» **Data for this exercise**:
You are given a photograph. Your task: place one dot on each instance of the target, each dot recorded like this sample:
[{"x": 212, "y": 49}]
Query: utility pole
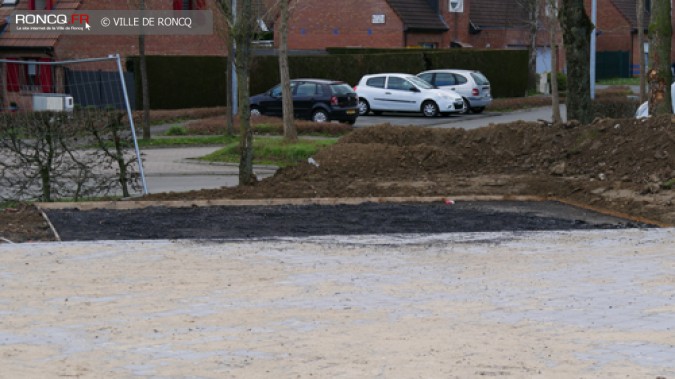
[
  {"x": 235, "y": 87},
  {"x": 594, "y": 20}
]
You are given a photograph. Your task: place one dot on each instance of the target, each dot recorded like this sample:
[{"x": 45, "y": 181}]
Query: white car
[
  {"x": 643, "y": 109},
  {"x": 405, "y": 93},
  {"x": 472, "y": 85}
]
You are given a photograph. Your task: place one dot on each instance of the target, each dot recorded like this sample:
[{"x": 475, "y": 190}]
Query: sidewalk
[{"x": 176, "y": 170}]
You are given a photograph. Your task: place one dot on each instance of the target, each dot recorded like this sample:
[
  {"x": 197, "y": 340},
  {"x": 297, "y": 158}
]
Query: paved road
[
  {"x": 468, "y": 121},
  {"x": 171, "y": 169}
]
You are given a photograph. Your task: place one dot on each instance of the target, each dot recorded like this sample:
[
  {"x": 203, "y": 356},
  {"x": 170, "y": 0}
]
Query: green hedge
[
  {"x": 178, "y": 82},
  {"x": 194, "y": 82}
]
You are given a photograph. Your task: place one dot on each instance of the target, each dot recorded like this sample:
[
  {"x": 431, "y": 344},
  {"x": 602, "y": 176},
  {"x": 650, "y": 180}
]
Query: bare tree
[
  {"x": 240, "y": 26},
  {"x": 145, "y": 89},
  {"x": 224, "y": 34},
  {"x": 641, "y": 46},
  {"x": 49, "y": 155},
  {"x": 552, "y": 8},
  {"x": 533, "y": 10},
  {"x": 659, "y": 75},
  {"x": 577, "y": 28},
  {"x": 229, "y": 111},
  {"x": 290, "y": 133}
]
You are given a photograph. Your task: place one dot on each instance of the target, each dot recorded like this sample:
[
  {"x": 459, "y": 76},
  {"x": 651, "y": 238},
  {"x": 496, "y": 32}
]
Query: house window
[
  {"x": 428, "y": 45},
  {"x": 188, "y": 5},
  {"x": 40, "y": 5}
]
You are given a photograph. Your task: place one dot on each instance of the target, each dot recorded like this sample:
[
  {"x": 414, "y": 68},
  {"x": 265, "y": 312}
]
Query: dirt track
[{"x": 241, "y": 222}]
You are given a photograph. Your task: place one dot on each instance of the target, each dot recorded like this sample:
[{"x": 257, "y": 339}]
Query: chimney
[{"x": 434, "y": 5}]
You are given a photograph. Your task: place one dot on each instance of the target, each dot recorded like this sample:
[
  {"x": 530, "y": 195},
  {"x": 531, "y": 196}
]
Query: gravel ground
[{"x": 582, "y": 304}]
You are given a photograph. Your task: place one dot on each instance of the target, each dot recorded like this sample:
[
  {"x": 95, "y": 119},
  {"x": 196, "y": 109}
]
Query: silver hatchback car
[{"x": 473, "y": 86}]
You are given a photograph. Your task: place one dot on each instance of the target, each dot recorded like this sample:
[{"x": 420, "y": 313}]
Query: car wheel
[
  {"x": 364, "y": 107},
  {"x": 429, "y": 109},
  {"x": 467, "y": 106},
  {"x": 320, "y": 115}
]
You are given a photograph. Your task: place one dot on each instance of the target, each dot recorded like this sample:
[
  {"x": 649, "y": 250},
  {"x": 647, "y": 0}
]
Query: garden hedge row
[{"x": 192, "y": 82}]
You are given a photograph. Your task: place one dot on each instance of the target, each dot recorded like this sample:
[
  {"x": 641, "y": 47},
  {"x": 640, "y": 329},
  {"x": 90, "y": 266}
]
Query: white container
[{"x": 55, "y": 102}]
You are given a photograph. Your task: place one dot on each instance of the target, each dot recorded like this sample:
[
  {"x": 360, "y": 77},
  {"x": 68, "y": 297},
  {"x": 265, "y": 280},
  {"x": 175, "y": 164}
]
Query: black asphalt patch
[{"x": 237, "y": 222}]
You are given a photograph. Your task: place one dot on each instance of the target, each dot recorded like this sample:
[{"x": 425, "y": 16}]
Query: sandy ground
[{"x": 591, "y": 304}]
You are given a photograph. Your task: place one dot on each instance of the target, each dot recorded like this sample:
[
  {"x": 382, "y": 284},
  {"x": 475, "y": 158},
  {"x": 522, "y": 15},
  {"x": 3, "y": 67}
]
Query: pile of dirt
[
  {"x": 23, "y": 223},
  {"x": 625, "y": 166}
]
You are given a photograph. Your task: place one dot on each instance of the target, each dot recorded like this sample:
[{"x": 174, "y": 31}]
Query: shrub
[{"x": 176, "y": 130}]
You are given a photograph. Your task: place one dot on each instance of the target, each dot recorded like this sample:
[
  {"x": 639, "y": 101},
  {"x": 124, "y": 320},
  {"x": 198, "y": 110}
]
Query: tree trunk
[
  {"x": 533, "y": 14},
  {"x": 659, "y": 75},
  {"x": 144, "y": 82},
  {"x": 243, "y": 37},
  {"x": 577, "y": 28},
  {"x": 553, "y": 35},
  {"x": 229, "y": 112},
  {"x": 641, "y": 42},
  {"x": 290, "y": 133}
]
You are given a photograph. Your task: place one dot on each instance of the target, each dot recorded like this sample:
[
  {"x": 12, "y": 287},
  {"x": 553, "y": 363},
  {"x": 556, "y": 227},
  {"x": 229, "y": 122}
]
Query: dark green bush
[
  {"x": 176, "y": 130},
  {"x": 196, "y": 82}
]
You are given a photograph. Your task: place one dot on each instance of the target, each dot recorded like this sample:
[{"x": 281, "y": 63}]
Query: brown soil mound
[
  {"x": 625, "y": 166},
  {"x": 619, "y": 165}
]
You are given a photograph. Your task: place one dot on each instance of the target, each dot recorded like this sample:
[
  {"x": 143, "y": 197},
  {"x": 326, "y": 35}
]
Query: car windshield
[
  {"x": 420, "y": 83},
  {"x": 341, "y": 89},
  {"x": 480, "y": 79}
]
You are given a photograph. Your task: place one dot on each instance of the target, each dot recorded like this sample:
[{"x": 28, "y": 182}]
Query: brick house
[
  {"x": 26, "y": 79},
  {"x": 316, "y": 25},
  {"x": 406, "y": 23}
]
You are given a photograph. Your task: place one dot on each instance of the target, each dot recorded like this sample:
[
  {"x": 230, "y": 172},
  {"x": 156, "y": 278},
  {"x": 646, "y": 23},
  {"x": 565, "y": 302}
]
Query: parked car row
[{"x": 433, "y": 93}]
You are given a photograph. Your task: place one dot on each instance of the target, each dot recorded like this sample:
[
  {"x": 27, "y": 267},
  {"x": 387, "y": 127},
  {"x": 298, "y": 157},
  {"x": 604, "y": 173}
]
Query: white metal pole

» **What the task asks**:
Without the pictures, print the whole listing exactly as given.

» **Result of this task**:
You are given a photograph. Your task: place one dot on each instance of the target, each dot recorded like this sample:
[{"x": 212, "y": 49}]
Query: utility pole
[
  {"x": 235, "y": 87},
  {"x": 594, "y": 20}
]
You are given a photograph. Your task: place one dot on each instance of the target, each dot recorded like this sample:
[{"x": 45, "y": 181}]
Query: white car
[
  {"x": 643, "y": 109},
  {"x": 405, "y": 93},
  {"x": 472, "y": 85}
]
You are given a photograph. Your task: place one dot on each instance of the target, each dot recorded like this sample:
[{"x": 475, "y": 190}]
Query: sidewalk
[{"x": 176, "y": 170}]
You are given a photograph. Your task: place one dot on each instance of the target, each dot recorded like this sample:
[
  {"x": 197, "y": 340},
  {"x": 297, "y": 158}
]
Query: paved road
[
  {"x": 468, "y": 121},
  {"x": 171, "y": 169}
]
You are given a photograph. Your task: place one dot on each instance of the target, each dot recorded like this sample:
[
  {"x": 203, "y": 356},
  {"x": 170, "y": 0}
]
Query: green hedge
[
  {"x": 178, "y": 82},
  {"x": 194, "y": 82}
]
You are given a photograph. Your task: place one dot on each instance of the target, each dot recorded like this sample:
[
  {"x": 431, "y": 344},
  {"x": 602, "y": 176},
  {"x": 650, "y": 180}
]
Query: bare tree
[
  {"x": 240, "y": 26},
  {"x": 145, "y": 89},
  {"x": 224, "y": 34},
  {"x": 641, "y": 46},
  {"x": 49, "y": 155},
  {"x": 552, "y": 8},
  {"x": 533, "y": 10},
  {"x": 659, "y": 75},
  {"x": 577, "y": 28},
  {"x": 229, "y": 111},
  {"x": 290, "y": 133}
]
You are given a photograph. Your task: place one dot on each instance of the target, each dot recorded like this sample:
[
  {"x": 459, "y": 76},
  {"x": 651, "y": 238},
  {"x": 496, "y": 32}
]
Query: house window
[
  {"x": 428, "y": 45},
  {"x": 188, "y": 5},
  {"x": 40, "y": 5}
]
You are given a photograph. Your task: place one dot on each instance of the target, each dot recorded like this sample:
[
  {"x": 414, "y": 68},
  {"x": 265, "y": 312}
]
Query: dirt track
[{"x": 241, "y": 222}]
You are given a photograph. Your task: place one dot on each instance of the target, each dot recorded like this sample:
[{"x": 257, "y": 339}]
Query: chimney
[{"x": 434, "y": 5}]
You are given a photograph. Your task: place one dot on each instance of the target, each dot recorded like this sample:
[
  {"x": 530, "y": 195},
  {"x": 531, "y": 196}
]
Query: gravel ground
[{"x": 582, "y": 304}]
You are given a photograph. Your task: place one dot on each instance of the target, each dot recorded like this sample:
[
  {"x": 95, "y": 119},
  {"x": 196, "y": 109}
]
Query: silver hatchback car
[{"x": 473, "y": 86}]
You are given a photograph. Your task: place one dot on each instance of the target, each dot recorded like this sample:
[{"x": 420, "y": 313}]
Query: car wheel
[
  {"x": 364, "y": 107},
  {"x": 429, "y": 109},
  {"x": 467, "y": 106},
  {"x": 320, "y": 115}
]
You are given a photograph. Your task: place one dot on each instance of the target, each dot recorded like this sample:
[
  {"x": 649, "y": 250},
  {"x": 647, "y": 0}
]
Query: garden hedge row
[{"x": 192, "y": 82}]
You are given a photograph. Your task: place one dot on each instance of the target, each dot recorded like this sample:
[
  {"x": 641, "y": 47},
  {"x": 640, "y": 329},
  {"x": 90, "y": 266}
]
Query: white container
[{"x": 55, "y": 102}]
You are given a photograph. Your task: place one dot on each instance of the target, each dot recorded like this sample:
[
  {"x": 360, "y": 77},
  {"x": 68, "y": 297},
  {"x": 265, "y": 280},
  {"x": 175, "y": 164}
]
Query: black asphalt patch
[{"x": 237, "y": 222}]
You are given a photograph. Your task: place one dot on each instance of the target, each dot recorded like this sample:
[{"x": 425, "y": 16}]
Query: sandy ground
[{"x": 591, "y": 304}]
You are given a photograph. Your task: place one dot on each instance of the target, each dot recorded like this sample:
[
  {"x": 382, "y": 284},
  {"x": 475, "y": 158},
  {"x": 522, "y": 15},
  {"x": 3, "y": 67}
]
Query: pile of dirt
[
  {"x": 23, "y": 223},
  {"x": 625, "y": 166}
]
You are given a photograph. Your task: place one dot on each instance of the target, each dot recorded like this sample:
[{"x": 174, "y": 31}]
Query: shrub
[{"x": 176, "y": 130}]
You are given a photograph. Your task: place one dot on each instance of the target, each dot recorded like this sample:
[
  {"x": 639, "y": 101},
  {"x": 124, "y": 320},
  {"x": 198, "y": 110}
]
Query: tree trunk
[
  {"x": 533, "y": 14},
  {"x": 659, "y": 75},
  {"x": 144, "y": 82},
  {"x": 243, "y": 37},
  {"x": 577, "y": 28},
  {"x": 553, "y": 35},
  {"x": 229, "y": 112},
  {"x": 641, "y": 42},
  {"x": 290, "y": 133}
]
You are given a photograph. Your task: place one dot on each instance of the target, each dot recorded like this sample:
[
  {"x": 12, "y": 287},
  {"x": 553, "y": 363},
  {"x": 556, "y": 227},
  {"x": 229, "y": 122}
]
Query: dark green bush
[
  {"x": 176, "y": 130},
  {"x": 196, "y": 82}
]
You are given a photograph. Your task: place one dot on each instance of the target, each dot recorded like this sample:
[{"x": 281, "y": 63}]
Query: brown soil mound
[
  {"x": 625, "y": 166},
  {"x": 619, "y": 165}
]
You are given a photograph. Your task: place one dot on each instance of the target, each dot recorded like this sample:
[
  {"x": 143, "y": 197},
  {"x": 326, "y": 35}
]
Query: car windshield
[
  {"x": 420, "y": 83},
  {"x": 341, "y": 89},
  {"x": 480, "y": 79}
]
You are given a photograph. Your task: place one dot on each instance of the target, each dot recorded like this sample:
[{"x": 28, "y": 182}]
Query: brick house
[
  {"x": 26, "y": 79},
  {"x": 316, "y": 25},
  {"x": 406, "y": 23}
]
You are given a photograph. Your task: place one dot on each instance of the target, each dot recorded like this sample:
[
  {"x": 230, "y": 172},
  {"x": 156, "y": 278},
  {"x": 646, "y": 23},
  {"x": 565, "y": 302}
]
Query: parked car row
[{"x": 433, "y": 93}]
You are given a photograph. Your task: place one dot on each instance of the target, each dot recorded like this sample:
[
  {"x": 27, "y": 267},
  {"x": 387, "y": 127},
  {"x": 298, "y": 157},
  {"x": 604, "y": 173}
]
Query: white metal pole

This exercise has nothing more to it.